# Texte proposé:
Quand j’ai commencé, la demande des clients m’a amené à aborder le tribal, le japonais et le traditionnel américain, cela s’est mélangé à mes influences « street art ». J’ai toujours fait à ma sauce, sans recopier. Ces mélanges ont créé les fondations de mon style. Quand je dessine ou que je peins, je suis en introspection, je laisse aller. Parfois j’ai un plan mais il est très rare que je le suive, d’ailleurs mes créas les plus intéressantes sont toujours le fruit de l’improvisation. Par contre il m’arrive de recouvrir 5 ou 6 fois une toile avant d’arriver à un résultat qui m’intéresse. Les idées se bousculent et il y a trop de possibilités, j’ai du mal à me canaliser. C’est pourquoi j’essaie de ne plus peindre, j’y passe trop de temps. Le tatouage est de loin le médium artistique qui me correspond le mieux car j’ai une obligation de résultat. J’ai une responsabilité envers mon client. Cela me permet de maintenir un équilibre entre improvisation et maitrise.
T.M : Pourquoi le style ornemental ? Qu’est-ce qui t’a donné envie de réaliser ce style de tatouage ?

# Documents fournis:
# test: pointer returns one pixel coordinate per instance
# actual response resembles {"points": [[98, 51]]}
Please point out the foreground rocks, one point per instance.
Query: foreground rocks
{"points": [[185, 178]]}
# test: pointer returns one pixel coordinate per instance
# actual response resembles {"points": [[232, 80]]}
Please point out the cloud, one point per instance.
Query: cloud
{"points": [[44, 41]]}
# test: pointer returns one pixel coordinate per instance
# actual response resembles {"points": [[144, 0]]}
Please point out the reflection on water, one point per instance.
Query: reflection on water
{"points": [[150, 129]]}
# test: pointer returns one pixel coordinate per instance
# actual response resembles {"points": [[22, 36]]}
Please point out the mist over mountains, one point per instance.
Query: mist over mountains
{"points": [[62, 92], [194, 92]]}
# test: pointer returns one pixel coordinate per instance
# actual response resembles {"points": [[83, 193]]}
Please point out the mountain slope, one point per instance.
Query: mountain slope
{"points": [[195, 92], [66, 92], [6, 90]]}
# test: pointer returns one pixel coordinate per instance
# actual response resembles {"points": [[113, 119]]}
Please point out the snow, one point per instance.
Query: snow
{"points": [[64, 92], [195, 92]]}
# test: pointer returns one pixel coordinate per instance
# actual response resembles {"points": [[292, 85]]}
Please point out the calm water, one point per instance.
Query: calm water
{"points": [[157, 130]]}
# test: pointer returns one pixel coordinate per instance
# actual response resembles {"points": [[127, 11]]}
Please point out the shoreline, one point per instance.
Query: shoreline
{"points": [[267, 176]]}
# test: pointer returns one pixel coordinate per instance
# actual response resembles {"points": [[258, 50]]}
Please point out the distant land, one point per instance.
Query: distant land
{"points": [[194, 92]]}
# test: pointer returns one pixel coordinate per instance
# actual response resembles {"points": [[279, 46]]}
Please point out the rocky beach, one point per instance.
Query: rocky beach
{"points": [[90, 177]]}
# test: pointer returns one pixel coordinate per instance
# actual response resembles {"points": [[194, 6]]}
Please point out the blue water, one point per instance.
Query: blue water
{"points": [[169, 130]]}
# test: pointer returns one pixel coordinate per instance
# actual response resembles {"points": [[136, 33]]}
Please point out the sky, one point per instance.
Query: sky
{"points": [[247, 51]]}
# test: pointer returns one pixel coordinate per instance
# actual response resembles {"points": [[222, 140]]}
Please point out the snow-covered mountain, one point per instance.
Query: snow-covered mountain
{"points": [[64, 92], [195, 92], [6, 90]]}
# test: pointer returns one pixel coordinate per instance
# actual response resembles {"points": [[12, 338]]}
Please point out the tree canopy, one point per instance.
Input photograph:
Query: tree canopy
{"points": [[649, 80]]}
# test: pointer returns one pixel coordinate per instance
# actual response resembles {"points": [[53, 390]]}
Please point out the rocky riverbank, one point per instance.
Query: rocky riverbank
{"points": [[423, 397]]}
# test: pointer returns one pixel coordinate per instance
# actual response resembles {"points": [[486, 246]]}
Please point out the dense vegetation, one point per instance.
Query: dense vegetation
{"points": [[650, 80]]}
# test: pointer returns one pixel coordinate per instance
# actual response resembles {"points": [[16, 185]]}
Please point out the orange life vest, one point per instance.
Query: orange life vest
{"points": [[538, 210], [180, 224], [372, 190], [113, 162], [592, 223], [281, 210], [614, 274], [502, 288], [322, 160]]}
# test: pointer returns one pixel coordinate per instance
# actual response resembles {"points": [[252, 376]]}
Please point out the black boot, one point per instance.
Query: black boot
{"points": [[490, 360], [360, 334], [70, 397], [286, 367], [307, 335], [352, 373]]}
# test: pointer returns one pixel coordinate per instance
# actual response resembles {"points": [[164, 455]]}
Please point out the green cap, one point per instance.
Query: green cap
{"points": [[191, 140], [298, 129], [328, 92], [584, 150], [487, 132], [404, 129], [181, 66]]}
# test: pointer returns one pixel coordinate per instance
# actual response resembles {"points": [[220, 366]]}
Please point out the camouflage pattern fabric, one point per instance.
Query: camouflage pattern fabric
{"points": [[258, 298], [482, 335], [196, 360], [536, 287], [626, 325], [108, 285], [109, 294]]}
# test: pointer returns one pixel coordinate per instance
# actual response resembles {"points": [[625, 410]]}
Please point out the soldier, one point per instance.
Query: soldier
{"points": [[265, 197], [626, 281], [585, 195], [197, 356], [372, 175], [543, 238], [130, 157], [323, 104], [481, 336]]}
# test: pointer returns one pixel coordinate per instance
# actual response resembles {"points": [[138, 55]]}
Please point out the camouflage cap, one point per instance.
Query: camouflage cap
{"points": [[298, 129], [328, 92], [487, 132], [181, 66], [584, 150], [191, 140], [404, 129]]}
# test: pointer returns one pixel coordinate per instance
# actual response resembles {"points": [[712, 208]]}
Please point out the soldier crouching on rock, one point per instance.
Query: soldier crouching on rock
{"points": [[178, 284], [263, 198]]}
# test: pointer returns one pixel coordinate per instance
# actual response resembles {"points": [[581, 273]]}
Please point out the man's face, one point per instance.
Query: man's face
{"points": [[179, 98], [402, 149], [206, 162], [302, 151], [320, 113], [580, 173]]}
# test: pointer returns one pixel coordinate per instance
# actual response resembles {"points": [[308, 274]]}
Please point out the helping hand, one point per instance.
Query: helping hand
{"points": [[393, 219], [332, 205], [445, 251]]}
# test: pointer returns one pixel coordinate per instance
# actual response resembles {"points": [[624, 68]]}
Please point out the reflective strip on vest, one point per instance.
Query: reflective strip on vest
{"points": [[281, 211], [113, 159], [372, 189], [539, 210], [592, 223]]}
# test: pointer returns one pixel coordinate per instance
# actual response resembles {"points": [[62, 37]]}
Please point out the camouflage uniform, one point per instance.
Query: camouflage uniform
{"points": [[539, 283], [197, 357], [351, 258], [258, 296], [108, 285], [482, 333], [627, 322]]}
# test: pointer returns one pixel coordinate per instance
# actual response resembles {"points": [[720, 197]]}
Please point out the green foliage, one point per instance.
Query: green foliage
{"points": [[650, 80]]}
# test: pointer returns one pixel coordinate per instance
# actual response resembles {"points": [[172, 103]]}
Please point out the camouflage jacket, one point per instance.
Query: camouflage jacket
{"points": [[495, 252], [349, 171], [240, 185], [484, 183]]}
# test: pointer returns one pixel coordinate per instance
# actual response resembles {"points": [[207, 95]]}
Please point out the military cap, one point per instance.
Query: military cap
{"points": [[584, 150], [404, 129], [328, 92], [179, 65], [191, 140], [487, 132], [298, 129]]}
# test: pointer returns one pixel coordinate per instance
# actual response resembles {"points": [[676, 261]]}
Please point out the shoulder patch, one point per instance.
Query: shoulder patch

# Votre tâche:
Poursuivez l'entretien sur le tatouage en reprenant juste après sa dernière phrase.

# Réponse attendue:
Je n’ai pas choisi, cela c’est imposé à moi. Dessiner, créer c’est passer par des phases d’introspections et partir en improvisation avec de l’ornemental ça libère l’esprit. C’est un peu le miroir de l’inconscient.
T.M : Le style ornemental et le géométrique est riche en détails et en inspirations ethniques qui peuvent avoir une signification autre qu’esthétique… est-ce que tes clients ont connaissance de la signification des motifs qu’ils te demandent ou bien est-ce qu’ils te parlent d’eux et tu leur proposes un tatouage qui correspond à leur histoire ?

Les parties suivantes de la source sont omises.